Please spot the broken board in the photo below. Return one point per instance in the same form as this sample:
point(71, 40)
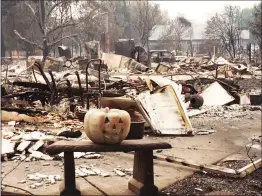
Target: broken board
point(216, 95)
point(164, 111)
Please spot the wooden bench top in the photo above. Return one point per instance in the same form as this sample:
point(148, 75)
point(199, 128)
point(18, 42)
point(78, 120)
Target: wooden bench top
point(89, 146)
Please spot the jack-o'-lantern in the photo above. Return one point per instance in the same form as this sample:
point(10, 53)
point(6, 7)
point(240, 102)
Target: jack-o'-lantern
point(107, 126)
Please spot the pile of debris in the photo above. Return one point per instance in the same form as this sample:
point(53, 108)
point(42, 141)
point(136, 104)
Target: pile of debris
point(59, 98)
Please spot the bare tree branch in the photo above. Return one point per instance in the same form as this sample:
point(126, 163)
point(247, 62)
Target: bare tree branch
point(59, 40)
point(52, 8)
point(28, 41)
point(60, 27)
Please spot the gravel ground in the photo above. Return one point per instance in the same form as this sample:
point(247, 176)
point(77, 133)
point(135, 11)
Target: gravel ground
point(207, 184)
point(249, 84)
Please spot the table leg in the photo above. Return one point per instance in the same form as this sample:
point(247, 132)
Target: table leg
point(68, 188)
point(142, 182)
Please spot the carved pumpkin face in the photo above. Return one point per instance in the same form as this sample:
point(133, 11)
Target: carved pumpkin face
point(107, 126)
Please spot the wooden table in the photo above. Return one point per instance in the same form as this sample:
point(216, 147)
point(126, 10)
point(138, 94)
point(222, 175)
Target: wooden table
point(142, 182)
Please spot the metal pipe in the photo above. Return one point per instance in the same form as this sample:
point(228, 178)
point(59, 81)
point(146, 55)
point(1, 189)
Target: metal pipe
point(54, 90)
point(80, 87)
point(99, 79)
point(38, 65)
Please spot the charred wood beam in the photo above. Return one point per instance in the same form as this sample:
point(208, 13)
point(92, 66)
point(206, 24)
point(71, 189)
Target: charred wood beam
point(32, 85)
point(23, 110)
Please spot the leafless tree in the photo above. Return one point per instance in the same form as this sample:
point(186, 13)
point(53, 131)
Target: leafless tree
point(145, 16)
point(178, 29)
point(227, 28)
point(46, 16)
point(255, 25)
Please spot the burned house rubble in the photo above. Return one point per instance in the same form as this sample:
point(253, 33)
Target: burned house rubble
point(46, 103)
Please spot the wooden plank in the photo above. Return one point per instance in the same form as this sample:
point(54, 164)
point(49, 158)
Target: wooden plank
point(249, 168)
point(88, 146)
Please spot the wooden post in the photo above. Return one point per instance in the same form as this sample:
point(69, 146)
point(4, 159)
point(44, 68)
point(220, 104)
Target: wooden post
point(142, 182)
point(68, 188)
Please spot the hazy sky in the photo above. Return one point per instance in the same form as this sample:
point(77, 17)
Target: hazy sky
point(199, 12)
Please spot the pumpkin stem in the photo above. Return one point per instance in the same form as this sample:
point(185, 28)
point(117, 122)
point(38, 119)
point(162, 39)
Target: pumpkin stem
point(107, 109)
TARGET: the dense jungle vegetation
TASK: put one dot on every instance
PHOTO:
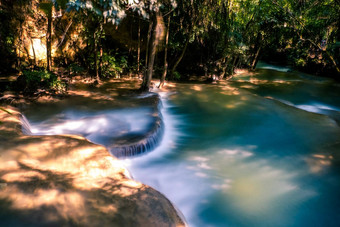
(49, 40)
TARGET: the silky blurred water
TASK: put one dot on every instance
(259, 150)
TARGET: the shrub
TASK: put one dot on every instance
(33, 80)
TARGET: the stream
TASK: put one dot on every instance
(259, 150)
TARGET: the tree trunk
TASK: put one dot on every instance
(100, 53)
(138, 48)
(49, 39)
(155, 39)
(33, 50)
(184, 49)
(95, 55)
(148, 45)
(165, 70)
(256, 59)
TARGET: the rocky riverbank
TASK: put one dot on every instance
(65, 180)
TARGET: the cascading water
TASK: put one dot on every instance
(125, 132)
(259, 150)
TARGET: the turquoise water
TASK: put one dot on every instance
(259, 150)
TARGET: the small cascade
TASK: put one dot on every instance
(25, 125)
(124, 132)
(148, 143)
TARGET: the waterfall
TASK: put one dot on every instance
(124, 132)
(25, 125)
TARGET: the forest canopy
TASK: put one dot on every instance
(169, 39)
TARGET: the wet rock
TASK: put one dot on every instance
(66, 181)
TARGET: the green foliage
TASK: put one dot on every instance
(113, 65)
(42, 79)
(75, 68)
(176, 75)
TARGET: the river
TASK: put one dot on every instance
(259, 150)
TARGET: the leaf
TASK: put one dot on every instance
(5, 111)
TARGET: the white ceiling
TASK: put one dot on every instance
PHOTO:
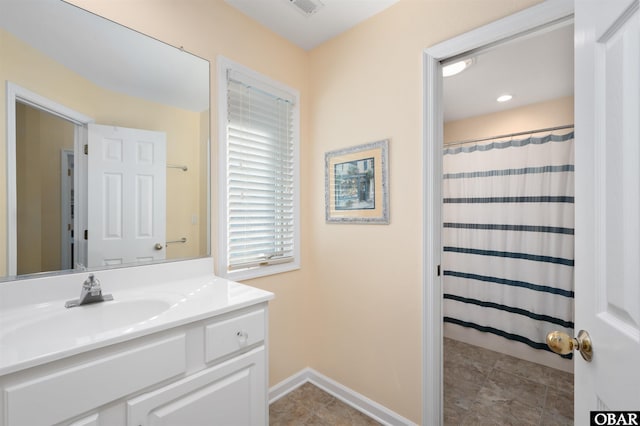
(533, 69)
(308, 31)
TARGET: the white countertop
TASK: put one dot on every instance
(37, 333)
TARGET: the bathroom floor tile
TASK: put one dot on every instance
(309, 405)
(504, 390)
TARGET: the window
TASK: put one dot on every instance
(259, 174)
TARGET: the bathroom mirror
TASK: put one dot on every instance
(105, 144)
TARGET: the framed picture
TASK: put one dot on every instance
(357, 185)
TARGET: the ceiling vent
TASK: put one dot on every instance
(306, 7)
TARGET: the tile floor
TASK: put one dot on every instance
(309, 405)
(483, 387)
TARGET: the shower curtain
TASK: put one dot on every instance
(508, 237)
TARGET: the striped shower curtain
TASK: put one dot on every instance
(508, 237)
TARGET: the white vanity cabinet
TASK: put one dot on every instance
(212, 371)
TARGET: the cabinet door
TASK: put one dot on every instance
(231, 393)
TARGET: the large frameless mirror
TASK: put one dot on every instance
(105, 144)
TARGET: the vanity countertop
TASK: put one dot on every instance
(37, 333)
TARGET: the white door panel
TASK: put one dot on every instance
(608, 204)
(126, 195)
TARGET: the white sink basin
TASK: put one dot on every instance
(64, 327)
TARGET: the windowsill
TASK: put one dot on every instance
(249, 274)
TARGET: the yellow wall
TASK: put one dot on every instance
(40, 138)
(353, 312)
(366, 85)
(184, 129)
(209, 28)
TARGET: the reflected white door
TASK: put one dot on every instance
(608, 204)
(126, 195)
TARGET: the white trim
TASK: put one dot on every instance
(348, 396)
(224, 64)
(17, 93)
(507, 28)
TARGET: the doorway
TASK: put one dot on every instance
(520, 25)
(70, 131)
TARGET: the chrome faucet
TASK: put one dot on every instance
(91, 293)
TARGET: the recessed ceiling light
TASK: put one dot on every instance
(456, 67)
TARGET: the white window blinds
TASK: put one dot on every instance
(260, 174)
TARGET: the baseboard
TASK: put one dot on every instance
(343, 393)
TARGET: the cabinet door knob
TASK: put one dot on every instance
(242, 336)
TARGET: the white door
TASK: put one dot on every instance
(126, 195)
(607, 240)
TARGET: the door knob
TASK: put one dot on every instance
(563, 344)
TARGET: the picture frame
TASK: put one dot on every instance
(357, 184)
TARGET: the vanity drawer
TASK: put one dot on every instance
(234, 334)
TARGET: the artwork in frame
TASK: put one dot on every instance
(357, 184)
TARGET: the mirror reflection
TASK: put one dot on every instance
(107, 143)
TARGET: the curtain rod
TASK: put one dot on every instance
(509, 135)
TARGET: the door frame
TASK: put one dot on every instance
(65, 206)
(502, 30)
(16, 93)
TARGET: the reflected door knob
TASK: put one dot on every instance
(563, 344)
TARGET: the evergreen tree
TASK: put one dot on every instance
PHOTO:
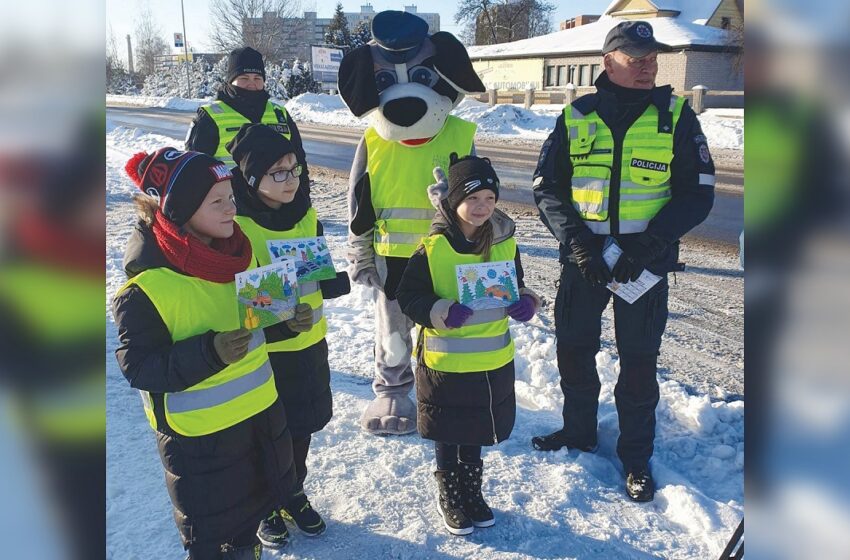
• • • •
§ **Short problem**:
Put all the rows above into a numbered list with one line per number, skipping any blank lines and leaving out the pictures.

§ **Reply**:
1. Please spot the broken board in the photo below. Return one point per instance in the same form as this sample:
2. point(71, 40)
3. Target: broken board
4. point(216, 95)
5. point(164, 111)
6. Please spot the wooden bench top in the photo above. Return one point per instance in the same form as this sample:
7. point(148, 75)
8. point(199, 128)
9. point(18, 42)
10. point(78, 120)
11. Target: wooden bench top
12. point(89, 146)
13. Please spot the jack-o'-lantern in the photo above. Return one point per instance in the same form as this sample:
14. point(10, 53)
15. point(6, 7)
16. point(240, 102)
17. Target: jack-o'-lantern
18. point(107, 126)
19. Please spot the pile of debris in the photo above. Return one point per instance in the same form as this sample:
20. point(53, 108)
21. point(42, 141)
22. point(136, 104)
23. Target: pile of debris
24. point(59, 98)
25. Please spot the bare tree branch in the photo above. Return one point per instance in the same form as this sample:
26. point(126, 163)
27. point(247, 62)
28. Target: bare tree branch
29. point(59, 40)
30. point(52, 8)
31. point(28, 41)
32. point(60, 27)
33. Please spot the gravel ground in the photo above. Return one point per instance in the same form as this sample:
34. point(247, 176)
35. point(77, 133)
36. point(135, 11)
37. Target: gravel ground
38. point(207, 184)
39. point(249, 84)
40. Please spot the table leg in the photo above. Return one point per instance in the same form as this sample:
41. point(247, 132)
42. Target: table leg
43. point(68, 188)
44. point(142, 182)
45. Please spot the carved pumpkin face in the photo above. Return one point per instance in the same form as this sample:
46. point(133, 11)
47. Target: carved pumpkin face
48. point(107, 126)
49. Please spot the wooden table in the photo above. Return one point per instance in the same form as this sample:
50. point(216, 147)
51. point(126, 10)
52. point(138, 94)
53. point(222, 175)
54. Target: wooden table
55. point(142, 182)
56. Please spot the metal pipe in the photo above. Return one point per instance in the same form as this sample:
57. point(228, 178)
58. point(59, 81)
59. point(146, 55)
60. point(1, 189)
61. Target: metal pipe
62. point(54, 90)
63. point(80, 87)
64. point(99, 79)
65. point(38, 65)
66. Please spot the charred wood beam in the photo above. Return one point per instance in the same form as this sample:
67. point(208, 13)
68. point(92, 66)
69. point(206, 24)
70. point(71, 189)
71. Target: charred wood beam
72. point(32, 85)
73. point(23, 110)
74. Please spot the leafless tree in the photo above. Return one point per instance in the same form as this sample:
75. point(186, 13)
76. point(53, 131)
77. Target: leafless tree
78. point(145, 16)
79. point(178, 29)
80. point(227, 28)
81. point(46, 16)
82. point(255, 25)
83. Please spot the burned house rubble in the photo above. Return one point per instance in the same form as this sample:
84. point(253, 33)
85. Target: burned house rubble
86. point(46, 103)
87. Please spot the wooden plank in the photo above. Return one point per instance in the same form as this sample:
88. point(54, 164)
89. point(49, 158)
90. Target: wooden plank
91. point(249, 168)
92. point(88, 146)
93. Please spot the wooden post in the photo above. Return one point per instance in the same form as this sample:
94. point(69, 146)
95. point(4, 159)
96. point(44, 68)
97. point(220, 104)
98. Target: wooden post
99. point(142, 182)
100. point(68, 188)
101. Please spot the hazy sky in the photo above. Return one point per instance in the same form as this sample:
102. point(77, 17)
103. Target: hazy sky
104. point(199, 12)
105. Please spot the pumpkin stem in the photo above. Return one point per instance in the same form as this sample:
106. point(185, 28)
107. point(117, 122)
108. point(38, 119)
109. point(162, 39)
110. Target: pumpkin stem
111. point(107, 109)
112. TARGET: the dense jungle vegetation
113. TASK: put one dot on every instance
114. PHOTO:
115. (49, 40)
116. TARGET: the silky blurred water
117. TASK: put one dot on every instance
118. (259, 150)
119. TARGET: the shrub
120. TASK: put one dot on every instance
121. (33, 80)
122. TARGET: the stream
123. TASK: put one dot on every instance
124. (259, 150)
125. TARGET: the tree trunk
126. TASK: put one dot on every instance
127. (100, 53)
128. (138, 48)
129. (49, 39)
130. (155, 39)
131. (33, 50)
132. (184, 49)
133. (95, 55)
134. (148, 45)
135. (165, 70)
136. (256, 59)
137. TARGET: the rocky riverbank
138. TASK: put one dot on every instance
139. (65, 180)
140. TARGET: the cascading water
141. TASK: put one dot on every instance
142. (125, 132)
143. (259, 150)
144. TARGET: the turquoise water
145. TASK: put one dot on every instance
146. (259, 150)
147. TARGET: the small cascade
148. TASK: put one dot on every instance
149. (25, 125)
150. (124, 132)
151. (148, 143)
152. TARGET: the waterfall
153. TASK: put one dot on every instance
154. (124, 132)
155. (25, 125)
156. TARGET: the forest canopy
157. TASK: put one dot on every instance
158. (169, 39)
159. TARGET: the wet rock
160. TASK: put one dot on every instance
161. (66, 181)
162. TARGET: the green foliage
163. TASK: put one dot on every instance
164. (113, 65)
165. (42, 79)
166. (75, 68)
167. (176, 75)
168. TARGET: the river
169. TASK: put one dot on every instance
170. (259, 150)
171. TARGET: the leaf
172. TASK: put one dot on every instance
173. (5, 111)
174. TARGET: the white ceiling
175. TASK: put one dot on every instance
176. PHOTO:
177. (533, 69)
178. (308, 31)
179. TARGET: the white countertop
180. TASK: put one dot on every instance
181. (37, 333)
182. TARGET: the bathroom floor tile
183. TASK: put one dot on every instance
184. (309, 405)
185. (504, 390)
186. TARGET: the window
187. TASK: put one dot on every instance
188. (259, 174)
189. TARGET: the bathroom mirror
190. TASK: put one dot on every instance
191. (105, 144)
192. TARGET: the framed picture
193. TASK: put one dot on every instance
194. (357, 185)
195. TARGET: the ceiling vent
196. TASK: put one dot on every instance
197. (306, 7)
198. TARGET: the tile floor
199. TASK: put one dot on every instance
200. (309, 405)
201. (483, 387)
202. TARGET: the shower curtain
203. TASK: put one dot on every instance
204. (508, 237)
205. TARGET: the striped shower curtain
206. TASK: put one dot on every instance
207. (508, 237)
208. TARGET: the white vanity cabinet
209. TASK: put one dot on every instance
210. (212, 371)
211. TARGET: the cabinet door
212. TASK: put one dot on every instance
213. (231, 393)
214. TARGET: the large frameless mirror
215. TASK: put one dot on every instance
216. (105, 144)
217. TARGET: the vanity countertop
218. TASK: put one dot on every instance
219. (37, 333)
220. TARGET: the white door panel
221. TASK: put one dot on every instance
222. (608, 204)
223. (126, 195)
224. TARGET: the white sink basin
225. TASK: put one dot on every instance
226. (64, 327)
227. TARGET: the windowsill
228. TASK: put one dot on every instance
229. (249, 274)
230. TARGET: the yellow wall
231. TASK: put one dot on every instance
232. (40, 138)
233. (353, 312)
234. (366, 85)
235. (184, 129)
236. (209, 28)
237. TARGET: the reflected white door
238. TASK: put one dot on every instance
239. (608, 204)
240. (126, 195)
241. TARGET: the white trim
242. TASK: put one dot on every instance
243. (348, 396)
244. (224, 64)
245. (17, 93)
246. (507, 28)
247. TARGET: the doorway
248. TASK: put one dot on every instance
249. (520, 25)
250. (70, 131)
251. TARGET: the chrome faucet
252. TASK: put one dot on every instance
253. (91, 293)
254. TARGET: the recessed ceiling light
255. TASK: put one dot on every instance
256. (456, 67)
257. TARGET: the white window blinds
258. TASK: put one dot on every instance
259. (260, 174)
260. TARGET: the baseboard
261. TASK: put one dot on every instance
262. (343, 393)
263. TARGET: the cabinet door knob
264. TASK: put one dot on every instance
265. (242, 336)
266. TARGET: the white door
267. TASK: put one dot on every instance
268. (126, 195)
269. (607, 240)
270. TARGET: the door knob
271. TASK: put one dot on every instance
272. (563, 344)
273. TARGET: the picture frame
274. TASK: put one dot on every instance
275. (357, 184)
276. TARGET: the vanity drawer
277. TASK: put one dot on every instance
278. (234, 334)
279. TARGET: the artwork in frame
280. TASK: put one dot on every instance
281. (357, 184)
282. TARGET: the mirror reflection
283. TASK: put one dot on every instance
284. (107, 143)
285. TARGET: the curtain rod
286. TASK: put one dot on every instance
287. (509, 135)
288. TARGET: the door frame
289. TASK: put one dot on every instance
290. (65, 206)
291. (502, 30)
292. (16, 93)
293. TARGET: the reflected door knob
294. TASK: put one dot on every instance
295. (563, 344)
296. TARGET: the evergreen tree
297. TASK: put one dot on every instance
298. PHOTO:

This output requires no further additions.